(Point labeling data)
↓

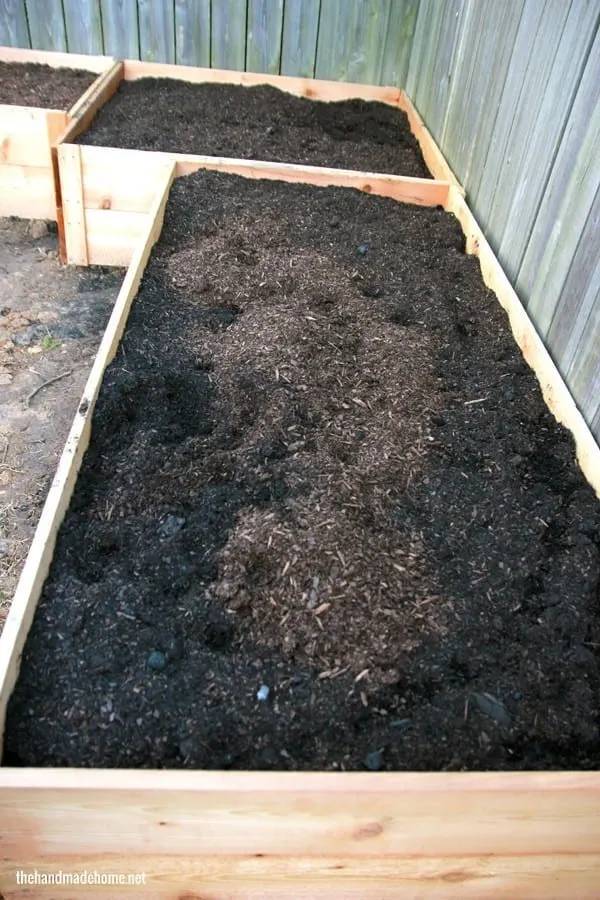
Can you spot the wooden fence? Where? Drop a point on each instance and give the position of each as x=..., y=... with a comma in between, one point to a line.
x=509, y=89
x=348, y=40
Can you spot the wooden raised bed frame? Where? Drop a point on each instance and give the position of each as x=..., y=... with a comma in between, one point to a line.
x=106, y=193
x=226, y=835
x=28, y=175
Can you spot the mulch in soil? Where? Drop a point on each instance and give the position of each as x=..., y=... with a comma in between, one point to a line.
x=33, y=84
x=320, y=475
x=257, y=123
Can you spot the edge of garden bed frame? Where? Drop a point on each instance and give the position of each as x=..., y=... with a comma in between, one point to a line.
x=29, y=187
x=291, y=835
x=102, y=203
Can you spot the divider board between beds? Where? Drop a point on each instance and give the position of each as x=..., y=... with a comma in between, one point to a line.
x=106, y=193
x=27, y=134
x=293, y=835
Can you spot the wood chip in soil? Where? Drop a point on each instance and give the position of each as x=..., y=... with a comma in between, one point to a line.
x=325, y=521
x=34, y=84
x=257, y=123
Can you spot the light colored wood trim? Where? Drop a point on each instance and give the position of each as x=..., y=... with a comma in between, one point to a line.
x=433, y=156
x=314, y=89
x=87, y=106
x=27, y=192
x=56, y=60
x=73, y=217
x=98, y=93
x=39, y=558
x=556, y=394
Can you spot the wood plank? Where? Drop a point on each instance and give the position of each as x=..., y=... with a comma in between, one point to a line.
x=434, y=158
x=21, y=612
x=164, y=877
x=555, y=392
x=56, y=60
x=120, y=28
x=397, y=46
x=315, y=89
x=14, y=28
x=228, y=34
x=83, y=21
x=562, y=189
x=192, y=32
x=263, y=38
x=73, y=210
x=46, y=24
x=351, y=34
x=112, y=236
x=541, y=26
x=24, y=135
x=117, y=179
x=156, y=22
x=299, y=40
x=82, y=114
x=532, y=159
x=27, y=192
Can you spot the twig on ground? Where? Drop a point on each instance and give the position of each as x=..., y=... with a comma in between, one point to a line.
x=46, y=383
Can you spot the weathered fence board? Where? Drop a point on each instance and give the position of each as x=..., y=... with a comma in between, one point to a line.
x=299, y=42
x=263, y=38
x=120, y=27
x=228, y=29
x=192, y=32
x=157, y=31
x=46, y=24
x=83, y=22
x=14, y=29
x=510, y=93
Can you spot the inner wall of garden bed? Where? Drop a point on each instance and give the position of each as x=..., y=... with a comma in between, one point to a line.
x=33, y=115
x=321, y=818
x=105, y=207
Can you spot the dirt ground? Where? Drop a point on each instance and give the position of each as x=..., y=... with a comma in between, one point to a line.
x=325, y=521
x=32, y=84
x=51, y=322
x=257, y=123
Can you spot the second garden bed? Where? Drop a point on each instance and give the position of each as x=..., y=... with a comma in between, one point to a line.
x=326, y=520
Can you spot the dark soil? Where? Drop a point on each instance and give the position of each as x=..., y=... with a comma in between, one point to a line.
x=257, y=123
x=32, y=84
x=319, y=466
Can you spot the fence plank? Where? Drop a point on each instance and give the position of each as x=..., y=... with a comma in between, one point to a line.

↑

Can you arrange all of the data above as a numbered list, dropping any blank lines and leaving the pictures out?

1. Can you spot the wooden fence? Where? Drop a point on each instance and give the position of each as x=..., y=... with a comma in between, one point to a line.
2. x=509, y=89
3. x=348, y=40
4. Can you spot the wooden raised bed frame? Where? Drop a point on each instance and give the position of each as x=..., y=... with a comma in between, one point to a line.
5. x=106, y=193
6. x=226, y=835
7. x=28, y=175
8. Can you spot the mulch in soil? Where? Drop a point on each instance and give the position of each as x=..., y=... with a comma in between, one point to a line.
9. x=33, y=84
10. x=320, y=475
11. x=257, y=123
12. Can you spot the edge of garden bed frame? Where? Drop a point on each instance and give the position of each as x=..., y=... with a comma in between, one point to a line.
13. x=29, y=187
14. x=291, y=835
15. x=102, y=203
16. Can you spot the divider board between beds? Where? Drop a point on each instance and give the position of each as x=..., y=... with a comma in between, one point to a line.
17. x=106, y=193
18. x=27, y=134
19. x=293, y=835
20. Can you spot the wood chip in soil? Where? Drop a point on each instance and give the position of each as x=..., y=... with a comma in between, one point to a line.
21. x=325, y=521
22. x=34, y=84
23. x=257, y=123
24. Can you spot the light colored wood trim? Where? Drop a point on each instance and give the position of each as x=..., y=... with a comma in between, one point to a line.
25. x=433, y=156
26. x=314, y=89
27. x=87, y=106
28. x=27, y=192
29. x=56, y=60
30. x=73, y=217
31. x=98, y=93
32. x=39, y=558
33. x=556, y=394
34. Can you spot the wood plank? Where? Drop a point on each instance and give the position of each as x=..., y=... with a comma in between, one point to a line.
35. x=434, y=158
36. x=21, y=612
37. x=164, y=877
38. x=555, y=392
39. x=56, y=60
40. x=120, y=28
41. x=397, y=46
42. x=315, y=89
43. x=14, y=28
44. x=228, y=34
45. x=83, y=21
46. x=562, y=189
47. x=192, y=32
48. x=263, y=38
49. x=73, y=210
50. x=46, y=24
51. x=351, y=34
52. x=112, y=236
53. x=541, y=26
54. x=24, y=135
55. x=117, y=179
56. x=156, y=22
57. x=299, y=40
58. x=82, y=114
59. x=532, y=159
60. x=27, y=192
61. Can you spot the twig on ground? Where? Drop a point on each instance and give the position of each as x=..., y=... with a comma in between, one point to a line.
62. x=46, y=383
63. Can you spot the weathered fence board? Where? Drop a point on each instance and give the position of each as x=..., y=... with a comma in between, one point to a line.
64. x=299, y=42
65. x=263, y=38
66. x=120, y=27
67. x=228, y=29
68. x=192, y=32
69. x=157, y=31
70. x=46, y=24
71. x=83, y=22
72. x=14, y=29
73. x=510, y=93
74. Can you spot the inner wall of garden bed? Where? Drop a point on each instance and give the position of each as x=..., y=... with a comma in between, one point to a line.
75. x=33, y=115
76. x=321, y=818
77. x=105, y=207
78. Can you spot the dirt ground? Where? Drop a point on each instance and give the position of each as x=..., y=... with a comma in between, one point to a line.
79. x=325, y=521
80. x=32, y=84
81. x=51, y=322
82. x=257, y=123
83. Can you spot the second garden bed? Where? Drop a point on each instance and give the position of each as x=..., y=... with a comma in between, one point to a line.
84. x=326, y=520
85. Can you spot the dark soil? Where? Drop a point on each instance and give the position of each as x=..., y=... with a comma in between, one point to a line.
86. x=257, y=123
87. x=32, y=84
88. x=319, y=466
89. Can you spot the fence plank? Where? Drop a point on each instance and give the position of each as x=..., y=... with a comma in between, one point to a line.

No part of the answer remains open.